» GOAL: Return, word for word, everything in the records below from the line containing "clear sky in the photo above." down to the line containing "(544, 1099)", including both of those lines.

» ITEMS:
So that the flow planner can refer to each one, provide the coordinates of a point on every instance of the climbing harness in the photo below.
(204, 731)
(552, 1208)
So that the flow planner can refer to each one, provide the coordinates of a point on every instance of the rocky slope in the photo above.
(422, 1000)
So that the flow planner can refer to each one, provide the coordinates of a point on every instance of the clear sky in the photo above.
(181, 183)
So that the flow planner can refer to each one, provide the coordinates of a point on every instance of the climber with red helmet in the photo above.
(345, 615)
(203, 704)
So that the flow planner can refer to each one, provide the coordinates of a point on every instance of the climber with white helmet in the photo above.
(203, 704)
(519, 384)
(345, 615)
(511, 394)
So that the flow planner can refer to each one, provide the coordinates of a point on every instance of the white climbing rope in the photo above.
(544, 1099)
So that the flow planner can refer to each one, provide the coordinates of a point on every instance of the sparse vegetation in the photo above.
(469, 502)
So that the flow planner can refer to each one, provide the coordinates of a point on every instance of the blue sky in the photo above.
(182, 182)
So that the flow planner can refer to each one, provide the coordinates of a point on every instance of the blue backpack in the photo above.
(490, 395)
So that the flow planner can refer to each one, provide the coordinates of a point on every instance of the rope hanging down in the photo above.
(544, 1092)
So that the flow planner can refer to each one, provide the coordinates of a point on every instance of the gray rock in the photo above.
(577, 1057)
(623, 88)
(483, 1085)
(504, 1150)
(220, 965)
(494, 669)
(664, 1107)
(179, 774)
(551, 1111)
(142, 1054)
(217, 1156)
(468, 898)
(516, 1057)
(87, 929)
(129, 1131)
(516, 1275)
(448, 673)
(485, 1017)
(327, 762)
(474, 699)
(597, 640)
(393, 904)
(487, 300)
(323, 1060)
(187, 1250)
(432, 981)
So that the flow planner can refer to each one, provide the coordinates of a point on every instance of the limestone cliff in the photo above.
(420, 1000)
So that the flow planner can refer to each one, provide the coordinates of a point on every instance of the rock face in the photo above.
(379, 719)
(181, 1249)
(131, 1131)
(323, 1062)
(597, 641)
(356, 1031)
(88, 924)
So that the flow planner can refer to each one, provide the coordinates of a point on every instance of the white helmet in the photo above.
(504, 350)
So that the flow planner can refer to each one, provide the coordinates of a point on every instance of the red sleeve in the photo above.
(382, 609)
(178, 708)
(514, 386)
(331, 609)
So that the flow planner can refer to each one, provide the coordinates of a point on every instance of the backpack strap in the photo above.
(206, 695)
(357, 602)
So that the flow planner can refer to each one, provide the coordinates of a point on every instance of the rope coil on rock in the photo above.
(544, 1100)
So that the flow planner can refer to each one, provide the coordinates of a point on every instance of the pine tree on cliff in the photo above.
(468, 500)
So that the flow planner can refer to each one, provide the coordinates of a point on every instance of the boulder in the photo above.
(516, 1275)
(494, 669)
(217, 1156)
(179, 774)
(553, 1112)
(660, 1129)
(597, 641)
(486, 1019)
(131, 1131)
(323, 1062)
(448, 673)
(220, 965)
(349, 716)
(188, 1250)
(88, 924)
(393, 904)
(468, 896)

» ANSWER:
So that the flow planner can refer to each one, provide the coordinates of a point on every instance of the clear sky in the photo above.
(181, 183)
So that the flow planner can refer to each one, provide the coordinates of a point on every instance of the climber with red helmet in the photo above.
(345, 615)
(203, 704)
So that the flow planner can refer to each one, provide the coordinates of a point on every instance of the climber with white helmet in the photo above.
(203, 704)
(519, 384)
(345, 615)
(511, 394)
So that the flow planner can refer to each one, provide the coordinates of a point on every instance of the white climbing rope in the photo above.
(544, 1099)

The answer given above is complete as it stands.